### Given data

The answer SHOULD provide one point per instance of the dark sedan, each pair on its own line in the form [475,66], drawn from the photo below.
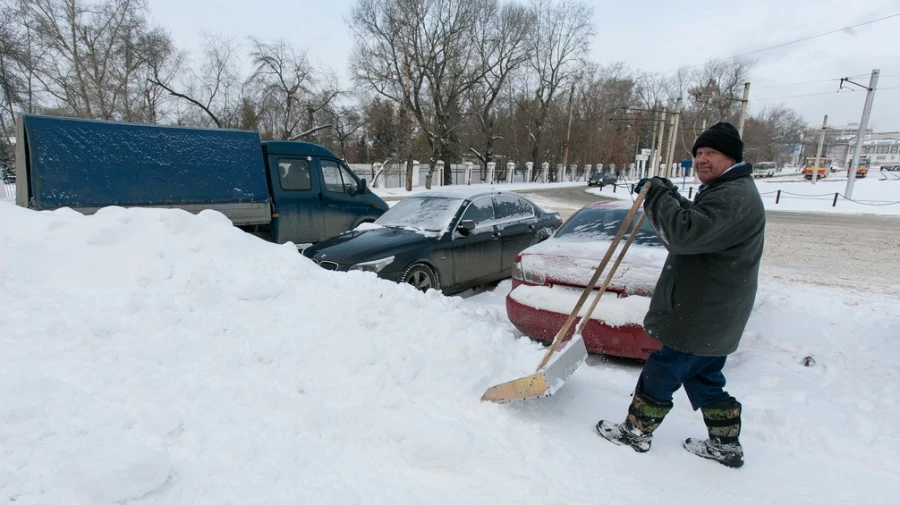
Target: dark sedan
[449,240]
[603,179]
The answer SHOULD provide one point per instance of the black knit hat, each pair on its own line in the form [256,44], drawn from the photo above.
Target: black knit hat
[722,137]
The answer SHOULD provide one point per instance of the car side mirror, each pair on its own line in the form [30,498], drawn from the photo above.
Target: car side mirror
[465,226]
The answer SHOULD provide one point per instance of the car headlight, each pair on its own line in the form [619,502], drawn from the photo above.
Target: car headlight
[373,266]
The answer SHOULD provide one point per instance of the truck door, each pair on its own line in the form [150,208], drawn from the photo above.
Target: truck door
[298,206]
[342,201]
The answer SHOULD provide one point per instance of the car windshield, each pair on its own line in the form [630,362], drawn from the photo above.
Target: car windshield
[422,213]
[603,223]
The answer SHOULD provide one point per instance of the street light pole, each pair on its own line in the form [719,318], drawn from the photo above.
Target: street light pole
[744,101]
[861,134]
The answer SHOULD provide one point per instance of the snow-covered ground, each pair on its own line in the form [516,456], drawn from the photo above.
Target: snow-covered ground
[157,357]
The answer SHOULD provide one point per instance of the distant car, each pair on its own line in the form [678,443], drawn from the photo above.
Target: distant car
[602,179]
[448,240]
[549,277]
[764,169]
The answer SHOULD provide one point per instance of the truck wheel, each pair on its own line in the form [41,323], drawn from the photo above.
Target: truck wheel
[421,277]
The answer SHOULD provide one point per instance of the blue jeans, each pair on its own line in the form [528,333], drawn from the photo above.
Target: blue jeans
[666,370]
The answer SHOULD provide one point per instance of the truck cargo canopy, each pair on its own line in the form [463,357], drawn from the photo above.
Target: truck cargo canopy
[85,163]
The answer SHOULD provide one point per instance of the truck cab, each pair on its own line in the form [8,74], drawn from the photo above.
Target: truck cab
[315,195]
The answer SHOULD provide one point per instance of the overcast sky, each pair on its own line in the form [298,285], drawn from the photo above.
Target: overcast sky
[650,35]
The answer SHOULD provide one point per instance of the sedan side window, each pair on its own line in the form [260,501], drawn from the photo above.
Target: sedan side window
[511,208]
[481,211]
[338,178]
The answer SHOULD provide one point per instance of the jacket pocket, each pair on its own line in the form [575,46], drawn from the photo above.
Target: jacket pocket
[666,295]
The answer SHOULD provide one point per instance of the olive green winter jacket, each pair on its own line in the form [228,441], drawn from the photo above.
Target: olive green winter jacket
[706,290]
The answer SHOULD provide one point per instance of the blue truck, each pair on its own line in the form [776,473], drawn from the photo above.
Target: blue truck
[282,191]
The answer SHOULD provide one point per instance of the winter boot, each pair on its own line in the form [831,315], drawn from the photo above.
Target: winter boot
[723,421]
[644,415]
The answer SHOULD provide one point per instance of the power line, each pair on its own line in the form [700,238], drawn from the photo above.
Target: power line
[816,36]
[794,41]
[807,82]
[814,94]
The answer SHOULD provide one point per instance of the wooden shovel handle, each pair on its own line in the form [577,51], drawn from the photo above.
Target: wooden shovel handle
[593,282]
[609,275]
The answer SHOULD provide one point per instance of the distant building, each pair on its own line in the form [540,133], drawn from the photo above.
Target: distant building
[882,149]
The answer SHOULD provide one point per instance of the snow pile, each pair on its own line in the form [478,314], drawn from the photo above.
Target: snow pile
[156,357]
[157,353]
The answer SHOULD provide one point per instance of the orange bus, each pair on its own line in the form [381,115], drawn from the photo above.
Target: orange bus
[821,164]
[862,169]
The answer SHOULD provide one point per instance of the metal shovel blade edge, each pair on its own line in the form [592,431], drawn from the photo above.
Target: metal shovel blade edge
[546,381]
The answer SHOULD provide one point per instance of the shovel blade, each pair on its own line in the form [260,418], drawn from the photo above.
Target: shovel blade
[546,381]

######

Exercise ->
Pictures excluded, quote all the data above exactly.

Solution to the problem ->
The answer SHOULD provide one point per instance of the dark sedan, each pair on its own line in the form [475,66], drawn from the photo below.
Target: dark sedan
[449,240]
[603,179]
The answer SHOULD provide one point per instance of the black knit hat, each pair on its own line in the form [256,44], drawn from the photo above.
Target: black knit hat
[722,137]
The answer SHOULD provide one point per instance of the car side mirror, each pair on its own line in the form [30,498], drawn from the photo above.
Target: car side mirror
[465,226]
The answer SHOULD provide one point per instance of the car headlight, each pair on its own line in the form [619,502], drawn from the photo above.
Target: car headlight
[373,266]
The answer SHOULD provide one point per instance of the truck door, each pair on its own line in the form [150,208], drawn from the photo above.
Target: truck door
[298,206]
[342,201]
The answer SHOULD provide one point per instance of the car windshield, each pair on its own line in the form [630,362], drawn from the photo above.
Target: car windshield
[422,213]
[603,223]
The answer SHOULD provide one point per instance of the street light pole, each pair on its own line in the form [719,318], drawn from the photo above.
Target: street light pole
[744,101]
[861,134]
The answer SHOULD provide one point per instance of the snow-covered ground, each pair on its own line in the form [516,456], drawn from the photo above.
Target: snow-covered ground
[157,357]
The answer SHOULD provide one point per instance of the distant car, each pair on its own line in the form [678,443], drawn from the photo above.
Target: distant car
[602,179]
[448,240]
[549,277]
[764,169]
The answer SHOULD provide one point per instance of the truck wheel, each pair on its own line in the form [41,323], drawn from the photo above.
Target: truck wheel
[421,277]
The answer SHOULD provide one point per instance of the blue jeans, each pair on its own line in the form [528,333], drawn from the photo above.
Target: blue jeans
[666,370]
The answer SHOULD provide one point per instance of the truck cargo canopy, each pair on its own line in the form [463,357], drawn from the photo above.
Target: truck cargo canopy
[85,163]
The answer SHOULD provide one point per instance of the truck cab, each pair on its own line in the form [8,74], drawn from the photo above.
Target: truck cab
[315,195]
The answer SHOULD provide one point per instance of the overcast sky, each pair on its own line in the form [298,285], drawn from the photo above.
Target: overcast sky
[650,35]
The answer SHOULD provide one point per instance of the sedan side window, each pair on its own line in the form [260,501], drawn from the photo above.
Target: sedan side window
[511,208]
[481,211]
[338,178]
The answer SHOULD provide one point per instance of the jacket pocket, each pair on its own line in the form [575,46], drawn from the photo above.
Target: jacket pocket
[666,295]
The answer SHOULD provide one point per instance of the olive green winter jacket, each pair on its own line in the form [228,441], drawn from the photo above.
Target: olive green winter jacket
[706,290]
The answer SHOULD provide one point per instance of the blue truck, each pair on its own line in the form [776,473], drawn from the photo above.
Target: blue truck
[282,191]
The answer SHOULD provide one point per instance of the winter boot, each pair on its own line in the form [831,315], drawn from the photo above.
Target: winter boot
[723,421]
[644,415]
The answer SHOULD provide one point per instance of the power line, each pair on its own line in the form [700,238], drawn from the photo above.
Target: power line
[816,36]
[794,41]
[807,82]
[814,94]
The answer SHOULD provide one point per instance of the wooden shovel handle, each pair on its own line in the form [577,51], drawn from the photo above.
Target: wooden shovel handle
[593,282]
[609,275]
The answer SHOULD provide one point per instance of the distant building, each pair on its own line in the form [540,133], drawn from the photo above.
Target: distant building
[882,149]
The answer SHOULD provide one point per instance of the snow pile, each pair on its own line in the form [478,314], drawn from the photo above.
Target: snow pile
[156,357]
[157,353]
The answer SHOULD provide one point per instance of the orange bus, each pair on its own line in the form [381,115], drawn from the photo above.
Target: orange bus
[821,164]
[862,169]
The answer SHOULD provide one point per instance of the metal shovel blade edge, each pair on its own line in the form [592,431], drawn from the photo above.
Target: metal shovel blade edge
[546,381]
The answer SHOULD provide one point per instance of the shovel blade, each pair on its own line in the form [260,418], drawn from the photo above.
Target: shovel blade
[546,381]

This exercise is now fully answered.